## AIM OF THE EXERCISE
Below are records to retype exactly, except for the pictures.

⁂

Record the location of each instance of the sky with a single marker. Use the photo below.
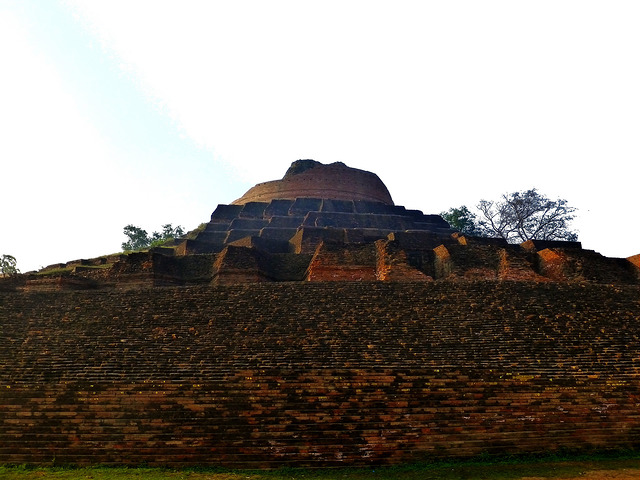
(147, 112)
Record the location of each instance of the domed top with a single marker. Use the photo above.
(311, 179)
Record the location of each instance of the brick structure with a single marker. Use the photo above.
(320, 332)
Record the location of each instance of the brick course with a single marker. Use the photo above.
(318, 374)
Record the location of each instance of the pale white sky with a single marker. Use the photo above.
(150, 112)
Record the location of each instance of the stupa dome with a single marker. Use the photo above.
(311, 179)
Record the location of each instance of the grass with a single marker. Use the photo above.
(549, 467)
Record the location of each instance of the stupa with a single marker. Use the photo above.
(330, 223)
(312, 322)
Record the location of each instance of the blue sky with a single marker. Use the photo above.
(152, 112)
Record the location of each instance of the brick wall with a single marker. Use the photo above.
(317, 373)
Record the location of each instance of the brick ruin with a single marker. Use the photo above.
(312, 322)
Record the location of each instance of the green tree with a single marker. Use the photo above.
(8, 266)
(527, 215)
(462, 219)
(139, 239)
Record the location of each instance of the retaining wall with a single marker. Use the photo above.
(317, 374)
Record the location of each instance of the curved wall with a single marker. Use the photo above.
(335, 182)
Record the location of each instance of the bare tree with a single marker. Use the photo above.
(522, 216)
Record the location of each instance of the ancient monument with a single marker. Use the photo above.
(314, 322)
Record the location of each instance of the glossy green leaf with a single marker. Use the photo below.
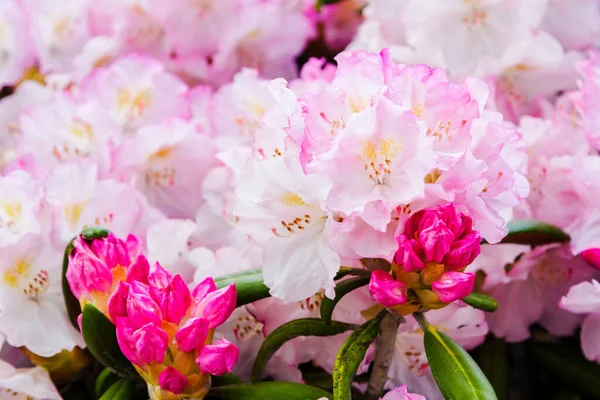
(104, 381)
(268, 391)
(492, 358)
(120, 390)
(249, 285)
(289, 331)
(341, 289)
(457, 375)
(73, 306)
(534, 233)
(481, 301)
(351, 354)
(101, 338)
(94, 232)
(569, 366)
(225, 379)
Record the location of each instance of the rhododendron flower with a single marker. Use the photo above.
(33, 313)
(435, 248)
(33, 383)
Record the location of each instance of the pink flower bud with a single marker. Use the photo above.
(203, 288)
(453, 286)
(172, 380)
(160, 277)
(386, 290)
(86, 273)
(217, 306)
(409, 254)
(592, 257)
(115, 252)
(141, 308)
(192, 335)
(139, 270)
(173, 300)
(463, 252)
(218, 358)
(117, 302)
(125, 332)
(151, 342)
(436, 240)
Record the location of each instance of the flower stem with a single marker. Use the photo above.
(385, 345)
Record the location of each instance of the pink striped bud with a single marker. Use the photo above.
(453, 286)
(141, 308)
(463, 252)
(218, 358)
(217, 306)
(139, 270)
(125, 331)
(172, 380)
(87, 273)
(174, 299)
(409, 254)
(592, 257)
(386, 290)
(203, 288)
(160, 277)
(192, 335)
(151, 342)
(436, 240)
(117, 302)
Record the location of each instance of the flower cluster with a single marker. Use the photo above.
(435, 248)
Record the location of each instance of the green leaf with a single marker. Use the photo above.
(351, 354)
(481, 301)
(225, 379)
(289, 331)
(568, 366)
(534, 233)
(268, 391)
(101, 338)
(249, 285)
(492, 358)
(458, 376)
(341, 289)
(120, 390)
(94, 232)
(73, 306)
(104, 381)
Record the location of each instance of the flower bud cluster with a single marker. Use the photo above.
(435, 247)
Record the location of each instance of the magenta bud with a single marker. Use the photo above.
(192, 335)
(86, 273)
(463, 252)
(436, 240)
(117, 302)
(125, 332)
(592, 257)
(218, 358)
(203, 288)
(160, 277)
(217, 306)
(453, 286)
(139, 270)
(172, 380)
(115, 252)
(173, 300)
(386, 290)
(409, 254)
(141, 308)
(151, 342)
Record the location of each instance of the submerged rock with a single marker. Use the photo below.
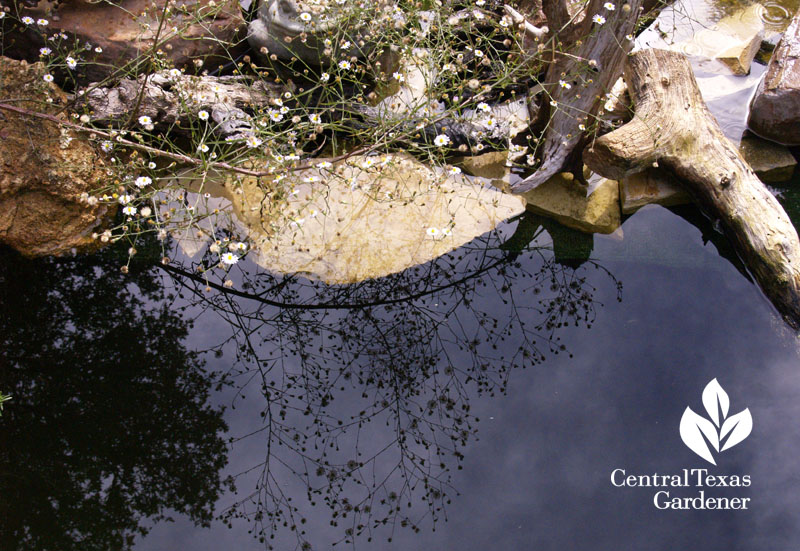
(594, 209)
(108, 35)
(770, 161)
(44, 169)
(652, 186)
(364, 218)
(774, 112)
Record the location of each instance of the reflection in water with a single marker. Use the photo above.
(366, 388)
(110, 423)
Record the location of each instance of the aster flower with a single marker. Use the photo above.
(441, 140)
(229, 258)
(252, 142)
(143, 181)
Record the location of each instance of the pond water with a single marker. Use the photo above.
(485, 399)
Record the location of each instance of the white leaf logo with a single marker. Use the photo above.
(701, 435)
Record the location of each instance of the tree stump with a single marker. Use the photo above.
(673, 128)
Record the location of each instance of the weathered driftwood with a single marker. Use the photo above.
(673, 128)
(171, 99)
(578, 78)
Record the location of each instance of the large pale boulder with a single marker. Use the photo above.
(775, 109)
(593, 210)
(109, 35)
(363, 218)
(770, 161)
(44, 170)
(650, 187)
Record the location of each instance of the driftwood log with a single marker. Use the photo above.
(170, 99)
(588, 58)
(673, 128)
(173, 100)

⁂

## EXERCISE OUTPUT
Record the location of each instance of the sky with a single marker. Use the photo below.
(147, 112)
Record the location of each instance of the domed top with a single marker. Use the photo above.
(311, 179)
Record the location of each instance of the brick structure with a single marker. Use the photo above.
(320, 332)
Record the location of each instance of the brick course with a single marker. Use the photo above.
(318, 374)
Record the location of each instance of the pale white sky with a single marker. Use the photo above.
(150, 112)
Record the location of each instance of the stupa dome with a single marker. Use the photo above.
(311, 179)
Record the location of each instance of the grass with a single marker. Use the photo above.
(549, 467)
Record the location of each instance of the stupa with a single marker. Use the photo above.
(330, 223)
(312, 322)
Record the location of each instance of the blue sky with a single marker. Use the photo above.
(152, 112)
Record the location of each instance of the brick wall with a single marker. Use the photo above.
(317, 373)
Record the location of each instance of the brick ruin with a single marker. Use the photo above.
(312, 322)
Record the location of each instance of the green tree with a single marker. Use the photo above.
(8, 266)
(527, 215)
(462, 219)
(139, 239)
Record the location of each instance of the retaining wall with a single marker. Use the photo above.
(317, 374)
Record the location of each instance of the curved wall with a single marker. Use the photo above.
(335, 182)
Record the location of each instance of the bare tree with a single marker. Use the photo above.
(522, 216)
Record the location of each instance of the ancient monument with a single marker. Use the photo above.
(314, 322)
Record the location of each instance of the glossy green leaf with a single marker. Use the photo below.
(104, 381)
(268, 391)
(492, 358)
(120, 390)
(249, 285)
(289, 331)
(341, 289)
(457, 375)
(73, 306)
(534, 233)
(481, 301)
(351, 354)
(101, 338)
(94, 232)
(569, 366)
(225, 379)
Record the location of each instance of the rhododendron flower with a single marker. Use the photo above.
(33, 313)
(435, 248)
(33, 383)
Record the location of each instance of the pink flower bud with a single marker. Use the photo above.
(203, 288)
(453, 286)
(172, 380)
(160, 277)
(386, 290)
(86, 273)
(217, 306)
(409, 254)
(592, 257)
(115, 252)
(141, 308)
(192, 335)
(139, 270)
(173, 300)
(463, 252)
(218, 358)
(117, 302)
(125, 332)
(151, 342)
(436, 240)
Record the location of each instance of the flower stem with a single marker. Use the photo above.
(385, 345)
Record the location of each instance of the pink striped bud with a single marker. Use the photo above.
(453, 286)
(141, 308)
(463, 252)
(218, 358)
(217, 306)
(139, 270)
(125, 331)
(172, 380)
(87, 273)
(174, 299)
(409, 254)
(592, 257)
(386, 290)
(203, 288)
(160, 277)
(192, 335)
(151, 342)
(436, 240)
(117, 302)
Record the location of each instance of the flower cluster with a single marker. Use the photo above.
(435, 248)
Record the location of each instance of the green leaf with a single marker. Use the photo above.
(351, 354)
(481, 301)
(225, 379)
(289, 331)
(568, 366)
(534, 233)
(268, 391)
(101, 338)
(249, 285)
(492, 358)
(458, 376)
(341, 289)
(120, 390)
(94, 232)
(73, 306)
(104, 381)
Record the location of each instance of the flower bud cluster with a single marker. Use the photo above.
(435, 247)
Record the location of each instance of the magenta bud with a single marker. Use the photo above.
(192, 335)
(86, 273)
(463, 252)
(436, 240)
(117, 302)
(125, 332)
(592, 257)
(218, 358)
(203, 288)
(160, 277)
(217, 306)
(453, 286)
(139, 270)
(172, 380)
(115, 252)
(173, 300)
(386, 290)
(409, 254)
(141, 308)
(151, 342)
Record the location of each instance of the submerged rock with a single marker. Use the photo below.
(594, 209)
(108, 35)
(770, 161)
(44, 169)
(652, 186)
(364, 218)
(774, 112)
Record the location of each instance of the reflection in water with a single marker. Use the photo above.
(366, 388)
(110, 423)
Record the location of each instance of the aster flower with a single marker. Use the photo above.
(441, 140)
(229, 258)
(252, 142)
(143, 181)
Record the location of each instance of the pond water with a single marker. Use the photo above.
(485, 399)
Record the location of each instance of the white leaf logo with a single marker. Use the photo above.
(701, 435)
Record the location of each instance of the tree stump with a single marker. Use the photo above.
(673, 128)
Record the location of each instance of the weathered driftwood with a single marker. Use the photo above.
(673, 128)
(171, 99)
(578, 78)
Record the location of each instance of the large pale boulder with a single marker. Use the photo above.
(775, 109)
(593, 210)
(109, 35)
(363, 218)
(770, 161)
(44, 170)
(650, 187)
Record the location of each instance of the driftwood log with a single marker. Use the photo above.
(170, 99)
(588, 58)
(673, 128)
(173, 100)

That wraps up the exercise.